• AIM OF THE EXERCISE:
Lay out the lines of the listing below as a JSON list of strings, one string per line and blank lines left out. Include only the lines from the one containing "For each instance of the ute" through the last line of the listing, inclusive.

• INPUT DATA:
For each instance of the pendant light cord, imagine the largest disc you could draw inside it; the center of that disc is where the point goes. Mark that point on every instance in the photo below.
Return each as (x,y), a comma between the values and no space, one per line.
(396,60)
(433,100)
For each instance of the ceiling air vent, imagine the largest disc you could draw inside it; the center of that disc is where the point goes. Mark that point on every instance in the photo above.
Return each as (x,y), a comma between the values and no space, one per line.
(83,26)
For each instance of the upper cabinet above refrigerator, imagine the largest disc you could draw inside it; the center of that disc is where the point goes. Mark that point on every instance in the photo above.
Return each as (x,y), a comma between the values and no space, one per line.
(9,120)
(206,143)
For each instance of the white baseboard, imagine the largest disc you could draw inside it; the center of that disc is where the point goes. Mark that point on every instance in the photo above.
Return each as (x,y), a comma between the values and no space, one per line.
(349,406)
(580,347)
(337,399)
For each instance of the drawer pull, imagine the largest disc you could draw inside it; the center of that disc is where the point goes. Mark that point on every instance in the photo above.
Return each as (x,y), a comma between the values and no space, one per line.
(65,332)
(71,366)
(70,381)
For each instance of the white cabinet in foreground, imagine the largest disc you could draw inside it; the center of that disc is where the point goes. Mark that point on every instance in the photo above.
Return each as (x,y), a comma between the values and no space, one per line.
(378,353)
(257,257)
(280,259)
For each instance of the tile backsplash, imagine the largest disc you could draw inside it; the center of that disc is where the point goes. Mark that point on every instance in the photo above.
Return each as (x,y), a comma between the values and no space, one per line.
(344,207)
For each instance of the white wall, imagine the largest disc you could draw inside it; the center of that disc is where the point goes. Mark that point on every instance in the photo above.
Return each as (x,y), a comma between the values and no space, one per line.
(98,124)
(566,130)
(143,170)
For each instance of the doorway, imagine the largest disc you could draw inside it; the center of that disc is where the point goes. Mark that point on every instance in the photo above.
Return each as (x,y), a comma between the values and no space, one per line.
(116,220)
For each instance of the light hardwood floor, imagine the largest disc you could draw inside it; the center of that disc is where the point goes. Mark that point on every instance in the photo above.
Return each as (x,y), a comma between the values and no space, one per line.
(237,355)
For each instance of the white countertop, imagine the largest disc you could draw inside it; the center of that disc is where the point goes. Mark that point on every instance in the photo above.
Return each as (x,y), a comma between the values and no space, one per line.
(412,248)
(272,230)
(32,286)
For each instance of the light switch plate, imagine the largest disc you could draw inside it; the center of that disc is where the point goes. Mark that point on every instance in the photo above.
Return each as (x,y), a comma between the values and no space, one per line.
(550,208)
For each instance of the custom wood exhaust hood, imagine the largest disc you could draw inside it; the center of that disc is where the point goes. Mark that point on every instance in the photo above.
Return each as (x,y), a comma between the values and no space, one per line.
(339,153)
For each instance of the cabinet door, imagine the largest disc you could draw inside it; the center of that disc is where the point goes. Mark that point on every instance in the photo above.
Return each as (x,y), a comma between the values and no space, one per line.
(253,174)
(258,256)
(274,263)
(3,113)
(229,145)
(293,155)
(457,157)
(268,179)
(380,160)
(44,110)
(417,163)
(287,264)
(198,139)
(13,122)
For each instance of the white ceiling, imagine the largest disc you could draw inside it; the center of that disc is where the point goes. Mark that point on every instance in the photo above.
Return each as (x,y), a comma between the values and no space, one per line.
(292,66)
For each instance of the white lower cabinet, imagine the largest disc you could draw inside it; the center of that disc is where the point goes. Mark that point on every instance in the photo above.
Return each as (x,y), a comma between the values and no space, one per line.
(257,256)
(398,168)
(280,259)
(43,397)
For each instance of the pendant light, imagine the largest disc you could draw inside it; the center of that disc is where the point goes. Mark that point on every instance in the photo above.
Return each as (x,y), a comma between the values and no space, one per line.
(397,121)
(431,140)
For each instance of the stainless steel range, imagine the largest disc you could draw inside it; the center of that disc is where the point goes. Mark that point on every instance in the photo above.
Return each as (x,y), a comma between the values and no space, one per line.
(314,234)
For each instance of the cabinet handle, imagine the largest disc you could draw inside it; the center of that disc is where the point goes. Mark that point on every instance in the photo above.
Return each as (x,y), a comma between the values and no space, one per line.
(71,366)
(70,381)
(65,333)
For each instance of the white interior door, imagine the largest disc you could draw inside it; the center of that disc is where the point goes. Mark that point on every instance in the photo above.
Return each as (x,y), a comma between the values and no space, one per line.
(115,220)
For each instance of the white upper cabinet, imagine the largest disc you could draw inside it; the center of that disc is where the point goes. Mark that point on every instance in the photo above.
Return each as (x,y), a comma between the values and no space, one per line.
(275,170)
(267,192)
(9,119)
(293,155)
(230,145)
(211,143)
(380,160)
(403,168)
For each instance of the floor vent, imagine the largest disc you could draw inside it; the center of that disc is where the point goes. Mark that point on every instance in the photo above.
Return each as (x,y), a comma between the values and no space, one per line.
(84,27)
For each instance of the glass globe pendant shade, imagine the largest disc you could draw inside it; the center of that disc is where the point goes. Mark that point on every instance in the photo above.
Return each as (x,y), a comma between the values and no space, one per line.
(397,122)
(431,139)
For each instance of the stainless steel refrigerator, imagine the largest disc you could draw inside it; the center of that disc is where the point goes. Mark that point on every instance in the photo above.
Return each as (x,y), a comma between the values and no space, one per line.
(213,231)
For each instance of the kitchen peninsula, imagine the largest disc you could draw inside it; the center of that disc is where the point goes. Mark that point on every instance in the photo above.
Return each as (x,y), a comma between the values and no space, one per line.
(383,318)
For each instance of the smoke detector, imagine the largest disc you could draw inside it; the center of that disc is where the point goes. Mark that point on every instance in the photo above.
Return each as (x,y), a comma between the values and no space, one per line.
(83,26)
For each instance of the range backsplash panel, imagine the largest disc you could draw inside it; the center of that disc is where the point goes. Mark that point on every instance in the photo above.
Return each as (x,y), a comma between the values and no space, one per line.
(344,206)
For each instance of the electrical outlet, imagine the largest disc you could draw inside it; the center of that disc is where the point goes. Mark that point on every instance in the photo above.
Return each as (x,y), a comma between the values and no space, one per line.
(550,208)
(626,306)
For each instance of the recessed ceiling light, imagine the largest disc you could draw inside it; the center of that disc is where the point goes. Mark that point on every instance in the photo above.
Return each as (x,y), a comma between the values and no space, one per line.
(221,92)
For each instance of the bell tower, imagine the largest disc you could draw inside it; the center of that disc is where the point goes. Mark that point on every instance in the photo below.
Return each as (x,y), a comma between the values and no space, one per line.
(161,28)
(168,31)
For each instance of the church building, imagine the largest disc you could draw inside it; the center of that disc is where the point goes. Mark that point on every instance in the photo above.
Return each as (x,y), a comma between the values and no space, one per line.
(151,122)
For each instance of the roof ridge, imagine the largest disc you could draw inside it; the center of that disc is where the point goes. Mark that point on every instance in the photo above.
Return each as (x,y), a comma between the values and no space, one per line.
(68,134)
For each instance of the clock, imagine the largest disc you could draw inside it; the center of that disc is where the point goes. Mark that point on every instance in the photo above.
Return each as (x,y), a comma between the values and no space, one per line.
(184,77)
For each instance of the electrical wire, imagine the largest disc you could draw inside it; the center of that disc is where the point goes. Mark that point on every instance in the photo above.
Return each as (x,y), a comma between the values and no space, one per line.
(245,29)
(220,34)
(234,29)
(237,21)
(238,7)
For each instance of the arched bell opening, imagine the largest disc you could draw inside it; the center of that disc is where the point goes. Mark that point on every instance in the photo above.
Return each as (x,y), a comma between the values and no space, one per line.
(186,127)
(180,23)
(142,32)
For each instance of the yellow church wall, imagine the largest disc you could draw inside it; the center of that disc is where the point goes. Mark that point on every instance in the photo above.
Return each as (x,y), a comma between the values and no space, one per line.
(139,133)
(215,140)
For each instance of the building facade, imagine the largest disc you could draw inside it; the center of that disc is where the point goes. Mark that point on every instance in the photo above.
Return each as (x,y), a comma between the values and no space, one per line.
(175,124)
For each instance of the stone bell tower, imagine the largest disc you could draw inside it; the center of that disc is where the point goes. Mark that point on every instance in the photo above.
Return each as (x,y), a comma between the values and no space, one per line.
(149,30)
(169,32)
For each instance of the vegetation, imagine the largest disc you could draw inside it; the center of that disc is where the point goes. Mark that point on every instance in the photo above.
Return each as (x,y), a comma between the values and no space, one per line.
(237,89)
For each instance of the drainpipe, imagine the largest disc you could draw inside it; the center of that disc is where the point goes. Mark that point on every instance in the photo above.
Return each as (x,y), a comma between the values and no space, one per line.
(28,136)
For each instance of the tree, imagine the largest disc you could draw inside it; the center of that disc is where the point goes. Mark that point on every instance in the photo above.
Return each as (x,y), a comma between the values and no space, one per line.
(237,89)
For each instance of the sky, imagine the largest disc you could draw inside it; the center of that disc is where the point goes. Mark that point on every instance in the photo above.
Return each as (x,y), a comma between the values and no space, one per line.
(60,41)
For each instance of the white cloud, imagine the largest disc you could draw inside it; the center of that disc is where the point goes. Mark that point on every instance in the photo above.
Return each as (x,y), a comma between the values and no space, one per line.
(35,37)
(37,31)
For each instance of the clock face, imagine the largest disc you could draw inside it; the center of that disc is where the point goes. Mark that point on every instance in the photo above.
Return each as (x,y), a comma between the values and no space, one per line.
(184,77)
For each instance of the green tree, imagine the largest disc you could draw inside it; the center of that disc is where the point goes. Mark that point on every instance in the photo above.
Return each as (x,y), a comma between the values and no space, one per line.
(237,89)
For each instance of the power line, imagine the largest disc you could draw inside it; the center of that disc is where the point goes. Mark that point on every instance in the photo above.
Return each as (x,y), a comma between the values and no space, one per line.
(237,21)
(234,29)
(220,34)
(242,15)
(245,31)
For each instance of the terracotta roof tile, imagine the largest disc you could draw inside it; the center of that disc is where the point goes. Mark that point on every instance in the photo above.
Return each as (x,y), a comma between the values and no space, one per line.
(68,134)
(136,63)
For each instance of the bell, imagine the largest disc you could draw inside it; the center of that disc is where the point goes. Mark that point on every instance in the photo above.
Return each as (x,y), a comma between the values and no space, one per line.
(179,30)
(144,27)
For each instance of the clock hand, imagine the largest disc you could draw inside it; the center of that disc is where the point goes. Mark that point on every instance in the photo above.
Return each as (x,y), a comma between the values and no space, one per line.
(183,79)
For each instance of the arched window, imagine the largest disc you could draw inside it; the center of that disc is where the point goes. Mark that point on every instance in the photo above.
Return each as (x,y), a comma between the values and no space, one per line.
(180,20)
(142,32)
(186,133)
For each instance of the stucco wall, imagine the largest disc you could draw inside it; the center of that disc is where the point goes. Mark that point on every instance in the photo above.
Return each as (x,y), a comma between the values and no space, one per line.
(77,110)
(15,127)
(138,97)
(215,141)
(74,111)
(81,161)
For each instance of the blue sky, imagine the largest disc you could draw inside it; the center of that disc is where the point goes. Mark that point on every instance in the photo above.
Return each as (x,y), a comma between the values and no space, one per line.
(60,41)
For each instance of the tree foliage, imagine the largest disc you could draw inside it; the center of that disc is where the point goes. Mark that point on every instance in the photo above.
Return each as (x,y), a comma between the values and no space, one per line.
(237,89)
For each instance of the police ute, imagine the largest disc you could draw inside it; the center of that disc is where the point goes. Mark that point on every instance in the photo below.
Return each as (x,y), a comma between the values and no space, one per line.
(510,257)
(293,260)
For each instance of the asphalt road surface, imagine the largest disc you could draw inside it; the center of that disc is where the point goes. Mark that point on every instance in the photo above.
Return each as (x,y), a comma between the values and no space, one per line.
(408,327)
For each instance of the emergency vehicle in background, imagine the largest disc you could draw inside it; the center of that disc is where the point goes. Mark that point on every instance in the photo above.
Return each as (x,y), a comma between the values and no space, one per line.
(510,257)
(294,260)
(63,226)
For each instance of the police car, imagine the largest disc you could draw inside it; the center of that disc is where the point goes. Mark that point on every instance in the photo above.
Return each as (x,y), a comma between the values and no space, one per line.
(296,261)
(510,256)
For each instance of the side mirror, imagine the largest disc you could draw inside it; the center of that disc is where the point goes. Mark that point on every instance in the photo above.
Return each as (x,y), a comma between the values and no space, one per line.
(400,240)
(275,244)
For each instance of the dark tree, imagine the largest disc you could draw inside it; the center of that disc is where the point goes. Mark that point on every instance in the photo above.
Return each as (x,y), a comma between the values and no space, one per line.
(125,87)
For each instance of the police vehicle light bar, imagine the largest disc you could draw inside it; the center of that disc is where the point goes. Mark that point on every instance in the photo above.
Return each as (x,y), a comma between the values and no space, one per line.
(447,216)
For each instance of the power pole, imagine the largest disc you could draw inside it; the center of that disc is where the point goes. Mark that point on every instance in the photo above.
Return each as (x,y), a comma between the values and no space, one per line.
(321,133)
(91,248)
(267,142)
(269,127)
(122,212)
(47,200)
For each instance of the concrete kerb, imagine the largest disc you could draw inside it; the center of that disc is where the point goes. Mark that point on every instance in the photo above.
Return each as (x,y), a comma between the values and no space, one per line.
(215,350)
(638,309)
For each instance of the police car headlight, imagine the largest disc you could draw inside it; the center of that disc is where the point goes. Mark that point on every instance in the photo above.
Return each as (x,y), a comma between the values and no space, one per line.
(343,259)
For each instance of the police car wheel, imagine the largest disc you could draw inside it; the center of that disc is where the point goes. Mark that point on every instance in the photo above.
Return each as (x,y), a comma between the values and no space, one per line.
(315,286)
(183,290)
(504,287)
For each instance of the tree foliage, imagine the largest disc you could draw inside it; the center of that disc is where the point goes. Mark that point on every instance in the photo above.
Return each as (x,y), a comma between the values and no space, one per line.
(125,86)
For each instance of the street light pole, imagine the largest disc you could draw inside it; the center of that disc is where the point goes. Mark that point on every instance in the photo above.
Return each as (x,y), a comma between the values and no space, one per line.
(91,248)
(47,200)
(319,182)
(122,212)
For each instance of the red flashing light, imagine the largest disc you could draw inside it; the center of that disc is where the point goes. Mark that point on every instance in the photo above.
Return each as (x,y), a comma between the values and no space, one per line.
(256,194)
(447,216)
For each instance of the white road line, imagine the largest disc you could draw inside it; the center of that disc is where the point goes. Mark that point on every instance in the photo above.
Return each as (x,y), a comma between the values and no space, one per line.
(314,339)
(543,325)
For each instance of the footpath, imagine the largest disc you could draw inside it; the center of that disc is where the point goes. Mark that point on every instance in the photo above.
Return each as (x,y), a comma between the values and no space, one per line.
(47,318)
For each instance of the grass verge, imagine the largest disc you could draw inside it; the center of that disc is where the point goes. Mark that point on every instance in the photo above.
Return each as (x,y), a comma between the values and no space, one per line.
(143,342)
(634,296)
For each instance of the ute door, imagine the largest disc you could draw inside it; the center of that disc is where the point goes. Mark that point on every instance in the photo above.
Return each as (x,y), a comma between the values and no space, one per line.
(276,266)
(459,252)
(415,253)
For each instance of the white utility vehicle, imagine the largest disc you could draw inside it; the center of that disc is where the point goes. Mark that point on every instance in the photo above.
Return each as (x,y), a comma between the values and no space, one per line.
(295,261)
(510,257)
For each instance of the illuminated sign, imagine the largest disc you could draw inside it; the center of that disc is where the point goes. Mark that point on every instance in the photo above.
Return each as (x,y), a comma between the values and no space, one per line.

• EXERCISE OUTPUT:
[
  "For each instance of the ute door, imagine the largest disc you could draw inside it; the center of that disc is where the point goes. Mark that point on every instance in the photo above.",
  "Return each as (x,y), a comma between the values and no space, one per line.",
  "(276,266)",
  "(459,252)",
  "(415,253)",
  "For each instance of the white utility vehicle, imagine the largest disc you could draw inside it; the center of that disc is where the point goes. Mark that point on every instance in the photo above.",
  "Return each as (x,y), a comma between the values and no space, one per line.",
  "(295,261)",
  "(510,257)",
  "For each instance of the illuminated sign, imagine the largest disc you could draw inside it; the center of that disc is where the point goes. Mark that point on every instance in the photo above.",
  "Return each as (x,y), a comma between the values and no space, one per line."
]